-- START --

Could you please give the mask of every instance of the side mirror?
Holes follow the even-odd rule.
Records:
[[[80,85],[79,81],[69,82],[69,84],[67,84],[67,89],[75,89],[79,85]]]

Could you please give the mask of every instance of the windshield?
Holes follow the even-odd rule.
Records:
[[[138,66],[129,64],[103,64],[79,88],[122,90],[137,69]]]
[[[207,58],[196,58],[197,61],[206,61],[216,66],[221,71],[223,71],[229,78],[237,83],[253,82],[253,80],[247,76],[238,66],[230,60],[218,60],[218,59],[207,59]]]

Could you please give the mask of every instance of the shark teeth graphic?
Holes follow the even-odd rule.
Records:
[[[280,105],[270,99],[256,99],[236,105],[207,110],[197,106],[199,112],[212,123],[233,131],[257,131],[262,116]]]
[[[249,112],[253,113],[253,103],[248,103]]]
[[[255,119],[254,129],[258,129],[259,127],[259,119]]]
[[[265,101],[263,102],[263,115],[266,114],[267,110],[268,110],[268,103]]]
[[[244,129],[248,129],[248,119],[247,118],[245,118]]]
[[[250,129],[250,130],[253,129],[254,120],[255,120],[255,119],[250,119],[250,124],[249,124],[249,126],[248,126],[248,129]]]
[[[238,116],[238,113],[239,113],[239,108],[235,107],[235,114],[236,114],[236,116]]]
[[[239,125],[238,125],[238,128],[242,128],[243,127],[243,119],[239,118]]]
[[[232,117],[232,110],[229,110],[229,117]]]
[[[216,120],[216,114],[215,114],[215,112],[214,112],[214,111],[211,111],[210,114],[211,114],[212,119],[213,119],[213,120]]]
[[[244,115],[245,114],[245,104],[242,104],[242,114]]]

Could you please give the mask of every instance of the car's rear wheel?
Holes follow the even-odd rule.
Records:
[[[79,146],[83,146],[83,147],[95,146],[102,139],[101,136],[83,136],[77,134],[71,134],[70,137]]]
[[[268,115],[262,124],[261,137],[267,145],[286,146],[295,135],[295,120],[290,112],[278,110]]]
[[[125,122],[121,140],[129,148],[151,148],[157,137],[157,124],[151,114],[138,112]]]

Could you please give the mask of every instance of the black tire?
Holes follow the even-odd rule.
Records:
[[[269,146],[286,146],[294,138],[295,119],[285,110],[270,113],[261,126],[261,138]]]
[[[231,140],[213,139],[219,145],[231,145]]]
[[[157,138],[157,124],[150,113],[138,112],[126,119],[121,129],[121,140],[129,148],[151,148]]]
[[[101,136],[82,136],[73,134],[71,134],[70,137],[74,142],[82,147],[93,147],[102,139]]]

-- END --
-- START --

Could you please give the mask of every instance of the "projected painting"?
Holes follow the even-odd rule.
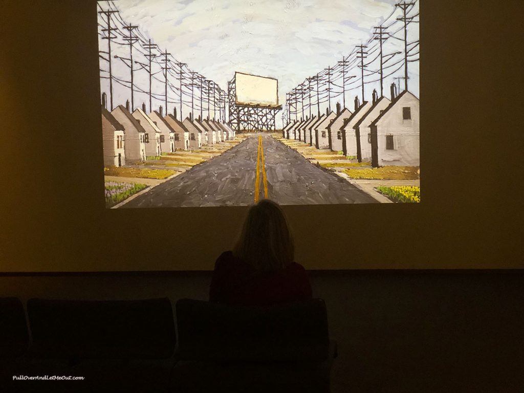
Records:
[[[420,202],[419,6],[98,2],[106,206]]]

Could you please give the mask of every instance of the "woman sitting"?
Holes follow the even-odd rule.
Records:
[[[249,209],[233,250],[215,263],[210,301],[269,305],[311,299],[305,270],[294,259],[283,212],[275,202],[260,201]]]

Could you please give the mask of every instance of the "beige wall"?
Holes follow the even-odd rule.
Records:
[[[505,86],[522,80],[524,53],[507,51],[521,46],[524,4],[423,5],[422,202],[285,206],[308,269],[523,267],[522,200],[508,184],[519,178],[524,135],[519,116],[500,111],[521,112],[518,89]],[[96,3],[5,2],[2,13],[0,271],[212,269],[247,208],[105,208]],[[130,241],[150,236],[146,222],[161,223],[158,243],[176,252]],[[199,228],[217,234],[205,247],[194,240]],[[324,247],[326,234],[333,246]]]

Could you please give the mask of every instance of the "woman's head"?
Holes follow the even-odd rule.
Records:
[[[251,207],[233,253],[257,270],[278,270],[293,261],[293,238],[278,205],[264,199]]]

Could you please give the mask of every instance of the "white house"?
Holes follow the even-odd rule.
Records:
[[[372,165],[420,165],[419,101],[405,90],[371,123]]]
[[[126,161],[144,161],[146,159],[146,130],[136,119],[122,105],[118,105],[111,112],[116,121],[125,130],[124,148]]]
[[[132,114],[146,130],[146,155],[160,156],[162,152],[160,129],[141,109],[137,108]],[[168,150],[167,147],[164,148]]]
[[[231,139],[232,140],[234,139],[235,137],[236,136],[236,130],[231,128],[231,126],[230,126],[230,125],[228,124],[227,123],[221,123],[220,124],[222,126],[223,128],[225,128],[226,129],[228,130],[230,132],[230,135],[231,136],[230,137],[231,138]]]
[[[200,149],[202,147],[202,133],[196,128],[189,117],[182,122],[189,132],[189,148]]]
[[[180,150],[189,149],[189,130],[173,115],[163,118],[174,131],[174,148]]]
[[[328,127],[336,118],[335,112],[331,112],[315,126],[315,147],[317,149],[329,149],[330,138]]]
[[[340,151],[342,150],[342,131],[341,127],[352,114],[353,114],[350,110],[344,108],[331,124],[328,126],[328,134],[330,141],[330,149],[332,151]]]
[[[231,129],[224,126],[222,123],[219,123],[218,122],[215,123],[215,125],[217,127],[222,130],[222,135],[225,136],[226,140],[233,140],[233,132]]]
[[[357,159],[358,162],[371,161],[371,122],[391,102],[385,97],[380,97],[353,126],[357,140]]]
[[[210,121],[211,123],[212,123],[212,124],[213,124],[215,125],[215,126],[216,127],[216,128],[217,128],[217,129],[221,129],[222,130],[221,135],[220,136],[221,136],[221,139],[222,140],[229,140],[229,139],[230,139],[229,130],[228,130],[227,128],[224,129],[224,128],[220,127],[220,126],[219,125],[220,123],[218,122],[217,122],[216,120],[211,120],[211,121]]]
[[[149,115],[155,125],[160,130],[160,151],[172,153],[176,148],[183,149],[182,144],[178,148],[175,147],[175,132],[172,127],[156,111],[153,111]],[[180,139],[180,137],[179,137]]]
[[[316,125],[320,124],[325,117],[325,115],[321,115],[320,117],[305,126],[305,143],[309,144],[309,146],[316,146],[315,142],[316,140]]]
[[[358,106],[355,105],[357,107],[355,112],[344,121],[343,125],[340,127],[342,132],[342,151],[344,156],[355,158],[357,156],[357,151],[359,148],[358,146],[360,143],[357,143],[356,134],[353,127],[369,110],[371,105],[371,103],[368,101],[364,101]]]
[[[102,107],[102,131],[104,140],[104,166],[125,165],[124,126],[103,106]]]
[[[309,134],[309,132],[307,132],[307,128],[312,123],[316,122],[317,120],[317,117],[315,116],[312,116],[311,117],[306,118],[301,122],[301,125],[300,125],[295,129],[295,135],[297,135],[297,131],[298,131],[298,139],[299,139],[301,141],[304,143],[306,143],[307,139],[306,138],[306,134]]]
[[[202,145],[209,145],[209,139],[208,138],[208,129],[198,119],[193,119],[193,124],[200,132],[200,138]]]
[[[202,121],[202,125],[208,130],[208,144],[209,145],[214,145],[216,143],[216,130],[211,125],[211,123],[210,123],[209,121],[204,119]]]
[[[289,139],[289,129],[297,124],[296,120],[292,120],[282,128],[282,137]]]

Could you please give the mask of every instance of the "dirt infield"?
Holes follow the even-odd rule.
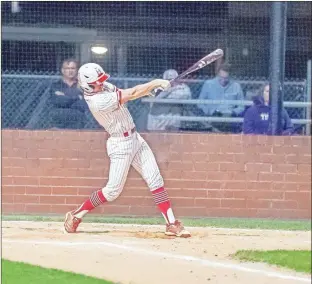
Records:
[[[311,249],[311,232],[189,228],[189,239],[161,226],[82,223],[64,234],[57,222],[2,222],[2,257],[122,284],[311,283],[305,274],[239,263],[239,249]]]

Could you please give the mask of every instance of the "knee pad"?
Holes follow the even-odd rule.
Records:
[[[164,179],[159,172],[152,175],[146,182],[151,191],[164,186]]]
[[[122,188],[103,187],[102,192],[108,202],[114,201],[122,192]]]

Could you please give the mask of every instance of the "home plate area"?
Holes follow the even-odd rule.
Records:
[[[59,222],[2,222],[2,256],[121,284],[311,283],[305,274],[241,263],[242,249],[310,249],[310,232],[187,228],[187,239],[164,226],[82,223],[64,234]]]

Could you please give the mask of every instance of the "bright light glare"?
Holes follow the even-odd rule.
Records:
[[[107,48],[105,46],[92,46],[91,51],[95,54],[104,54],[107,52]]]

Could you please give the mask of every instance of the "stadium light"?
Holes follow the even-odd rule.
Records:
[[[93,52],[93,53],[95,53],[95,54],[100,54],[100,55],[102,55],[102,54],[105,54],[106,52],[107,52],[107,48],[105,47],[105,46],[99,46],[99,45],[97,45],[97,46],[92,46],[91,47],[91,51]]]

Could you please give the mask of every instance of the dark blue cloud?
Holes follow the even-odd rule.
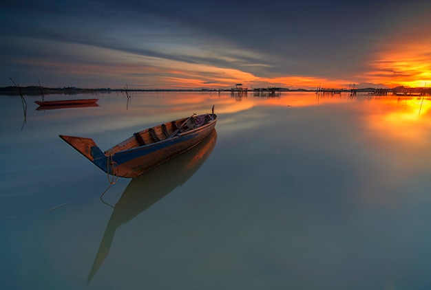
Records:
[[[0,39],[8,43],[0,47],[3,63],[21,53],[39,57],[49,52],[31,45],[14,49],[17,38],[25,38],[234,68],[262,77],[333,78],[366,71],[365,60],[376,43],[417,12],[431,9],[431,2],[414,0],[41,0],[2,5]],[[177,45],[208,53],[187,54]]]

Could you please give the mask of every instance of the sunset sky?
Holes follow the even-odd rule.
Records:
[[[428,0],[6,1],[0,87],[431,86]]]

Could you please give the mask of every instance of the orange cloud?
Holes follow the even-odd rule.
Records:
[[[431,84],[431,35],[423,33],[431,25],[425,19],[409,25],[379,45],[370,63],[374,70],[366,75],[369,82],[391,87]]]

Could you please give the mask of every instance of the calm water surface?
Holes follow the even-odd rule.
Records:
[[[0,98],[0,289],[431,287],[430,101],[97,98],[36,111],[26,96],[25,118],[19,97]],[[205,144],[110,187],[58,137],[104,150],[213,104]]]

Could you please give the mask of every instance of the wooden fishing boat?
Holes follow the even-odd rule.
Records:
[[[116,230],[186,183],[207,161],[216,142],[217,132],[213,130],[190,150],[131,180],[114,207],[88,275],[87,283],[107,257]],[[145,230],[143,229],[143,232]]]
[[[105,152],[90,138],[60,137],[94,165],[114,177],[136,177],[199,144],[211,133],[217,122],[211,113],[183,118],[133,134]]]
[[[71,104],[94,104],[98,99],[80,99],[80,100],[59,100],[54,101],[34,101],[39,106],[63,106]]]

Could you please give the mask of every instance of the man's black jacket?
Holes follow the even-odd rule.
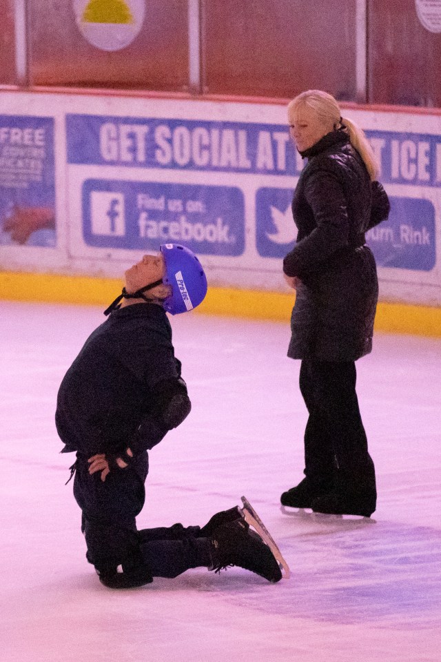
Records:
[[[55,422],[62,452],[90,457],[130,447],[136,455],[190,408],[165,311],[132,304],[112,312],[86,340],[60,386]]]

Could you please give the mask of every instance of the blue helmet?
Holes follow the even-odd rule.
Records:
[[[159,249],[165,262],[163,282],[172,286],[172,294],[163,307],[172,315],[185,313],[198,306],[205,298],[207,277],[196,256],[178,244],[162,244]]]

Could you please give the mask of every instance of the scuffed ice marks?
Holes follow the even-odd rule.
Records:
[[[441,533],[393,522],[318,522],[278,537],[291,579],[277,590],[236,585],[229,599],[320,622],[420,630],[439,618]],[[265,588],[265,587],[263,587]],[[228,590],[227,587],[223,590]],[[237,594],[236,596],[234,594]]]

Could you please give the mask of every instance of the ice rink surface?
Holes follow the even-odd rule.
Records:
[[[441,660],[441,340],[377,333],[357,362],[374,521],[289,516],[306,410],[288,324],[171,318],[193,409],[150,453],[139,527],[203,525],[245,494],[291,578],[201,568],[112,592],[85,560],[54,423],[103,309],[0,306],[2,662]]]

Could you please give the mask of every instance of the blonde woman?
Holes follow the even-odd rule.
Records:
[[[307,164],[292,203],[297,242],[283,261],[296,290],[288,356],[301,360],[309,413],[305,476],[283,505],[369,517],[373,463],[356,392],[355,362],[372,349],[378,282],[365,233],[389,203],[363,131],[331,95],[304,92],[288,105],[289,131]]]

-- END --
-- START --

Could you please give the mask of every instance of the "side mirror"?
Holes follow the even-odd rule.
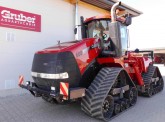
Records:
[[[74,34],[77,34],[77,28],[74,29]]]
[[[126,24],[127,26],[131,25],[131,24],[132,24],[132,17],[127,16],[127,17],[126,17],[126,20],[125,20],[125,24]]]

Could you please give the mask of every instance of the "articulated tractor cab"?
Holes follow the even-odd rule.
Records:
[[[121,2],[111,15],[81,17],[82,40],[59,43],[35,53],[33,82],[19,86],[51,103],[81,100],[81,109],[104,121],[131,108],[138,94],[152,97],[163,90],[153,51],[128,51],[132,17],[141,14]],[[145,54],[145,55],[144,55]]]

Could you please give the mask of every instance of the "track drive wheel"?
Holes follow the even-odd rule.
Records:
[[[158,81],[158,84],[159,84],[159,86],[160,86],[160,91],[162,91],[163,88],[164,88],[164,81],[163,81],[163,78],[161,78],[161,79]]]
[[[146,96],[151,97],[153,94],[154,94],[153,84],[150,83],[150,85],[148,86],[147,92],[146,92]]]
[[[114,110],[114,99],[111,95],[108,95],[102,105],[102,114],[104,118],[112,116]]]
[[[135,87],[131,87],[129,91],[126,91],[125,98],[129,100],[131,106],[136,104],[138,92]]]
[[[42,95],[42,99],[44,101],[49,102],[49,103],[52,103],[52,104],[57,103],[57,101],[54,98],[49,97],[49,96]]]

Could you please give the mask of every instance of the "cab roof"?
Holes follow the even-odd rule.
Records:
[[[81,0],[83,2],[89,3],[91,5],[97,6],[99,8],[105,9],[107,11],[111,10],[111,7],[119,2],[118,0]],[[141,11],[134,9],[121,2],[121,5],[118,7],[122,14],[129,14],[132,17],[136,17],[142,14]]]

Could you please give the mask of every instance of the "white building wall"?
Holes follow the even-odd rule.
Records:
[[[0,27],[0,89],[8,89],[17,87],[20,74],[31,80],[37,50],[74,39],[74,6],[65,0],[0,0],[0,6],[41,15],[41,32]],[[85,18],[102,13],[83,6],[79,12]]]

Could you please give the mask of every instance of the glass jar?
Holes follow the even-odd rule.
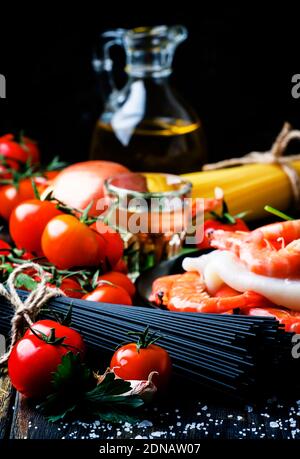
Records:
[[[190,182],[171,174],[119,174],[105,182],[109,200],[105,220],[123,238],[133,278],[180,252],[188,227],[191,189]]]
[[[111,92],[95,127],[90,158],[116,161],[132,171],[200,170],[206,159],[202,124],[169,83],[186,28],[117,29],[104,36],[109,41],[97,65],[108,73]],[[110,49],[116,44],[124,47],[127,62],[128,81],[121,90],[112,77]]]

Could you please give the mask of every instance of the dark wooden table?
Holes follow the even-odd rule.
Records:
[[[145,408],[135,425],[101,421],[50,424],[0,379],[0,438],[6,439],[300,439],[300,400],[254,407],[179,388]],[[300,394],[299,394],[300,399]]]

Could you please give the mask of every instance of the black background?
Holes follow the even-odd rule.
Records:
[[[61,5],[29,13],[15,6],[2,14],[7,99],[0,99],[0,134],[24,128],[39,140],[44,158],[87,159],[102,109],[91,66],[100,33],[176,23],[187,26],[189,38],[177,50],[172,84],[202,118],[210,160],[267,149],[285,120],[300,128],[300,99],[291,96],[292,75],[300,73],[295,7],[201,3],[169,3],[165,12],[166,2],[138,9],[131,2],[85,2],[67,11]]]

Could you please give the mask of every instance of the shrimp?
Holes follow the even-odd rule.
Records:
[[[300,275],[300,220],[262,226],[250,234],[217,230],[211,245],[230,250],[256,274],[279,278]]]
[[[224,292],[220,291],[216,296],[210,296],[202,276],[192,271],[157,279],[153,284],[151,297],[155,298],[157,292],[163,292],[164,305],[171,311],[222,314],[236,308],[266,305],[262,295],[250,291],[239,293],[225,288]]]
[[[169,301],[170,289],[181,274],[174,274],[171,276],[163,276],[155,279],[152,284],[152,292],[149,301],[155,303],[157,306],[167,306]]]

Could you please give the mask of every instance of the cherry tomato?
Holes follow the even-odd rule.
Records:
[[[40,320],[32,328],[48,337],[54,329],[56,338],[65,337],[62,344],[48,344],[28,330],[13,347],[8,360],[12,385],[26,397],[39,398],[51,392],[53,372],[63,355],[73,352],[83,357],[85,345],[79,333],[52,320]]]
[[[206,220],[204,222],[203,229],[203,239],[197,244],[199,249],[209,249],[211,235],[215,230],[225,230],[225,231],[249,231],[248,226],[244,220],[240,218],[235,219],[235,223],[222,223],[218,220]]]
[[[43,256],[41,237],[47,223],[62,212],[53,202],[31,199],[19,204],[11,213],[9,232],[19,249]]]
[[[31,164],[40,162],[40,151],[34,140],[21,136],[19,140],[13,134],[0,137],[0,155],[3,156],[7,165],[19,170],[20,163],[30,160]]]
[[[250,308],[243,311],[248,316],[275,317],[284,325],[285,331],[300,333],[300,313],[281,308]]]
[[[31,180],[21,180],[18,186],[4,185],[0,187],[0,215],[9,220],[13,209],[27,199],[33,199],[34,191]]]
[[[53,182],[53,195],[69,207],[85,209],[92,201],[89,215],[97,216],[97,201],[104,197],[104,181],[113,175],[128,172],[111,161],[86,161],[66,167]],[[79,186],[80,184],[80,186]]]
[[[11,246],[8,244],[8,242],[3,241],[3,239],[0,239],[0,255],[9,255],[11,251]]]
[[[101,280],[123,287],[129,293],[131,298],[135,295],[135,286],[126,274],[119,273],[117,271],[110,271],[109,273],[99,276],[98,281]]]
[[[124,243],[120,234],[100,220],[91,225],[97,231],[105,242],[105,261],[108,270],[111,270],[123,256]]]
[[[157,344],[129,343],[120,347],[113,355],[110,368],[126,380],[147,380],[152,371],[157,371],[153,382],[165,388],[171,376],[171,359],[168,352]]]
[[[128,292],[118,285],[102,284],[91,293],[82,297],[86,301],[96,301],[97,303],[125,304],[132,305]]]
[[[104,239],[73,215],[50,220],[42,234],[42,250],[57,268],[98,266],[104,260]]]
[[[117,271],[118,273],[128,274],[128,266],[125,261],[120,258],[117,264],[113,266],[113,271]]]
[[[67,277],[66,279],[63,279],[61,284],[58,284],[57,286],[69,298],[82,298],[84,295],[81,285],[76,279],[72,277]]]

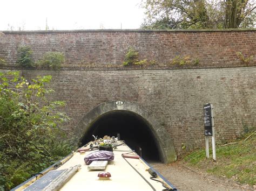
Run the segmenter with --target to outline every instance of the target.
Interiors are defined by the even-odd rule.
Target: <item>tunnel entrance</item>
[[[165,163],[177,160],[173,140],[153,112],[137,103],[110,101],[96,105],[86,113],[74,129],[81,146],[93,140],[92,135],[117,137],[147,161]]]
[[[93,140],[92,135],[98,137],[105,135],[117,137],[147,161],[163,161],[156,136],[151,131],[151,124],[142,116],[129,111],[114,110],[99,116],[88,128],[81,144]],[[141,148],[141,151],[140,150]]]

-- END --

List every line of the data that contains the word "dark".

Could you please give the mask of every instance of the dark blue cloud?
Could you please give the mask of every instance of the dark wooden table?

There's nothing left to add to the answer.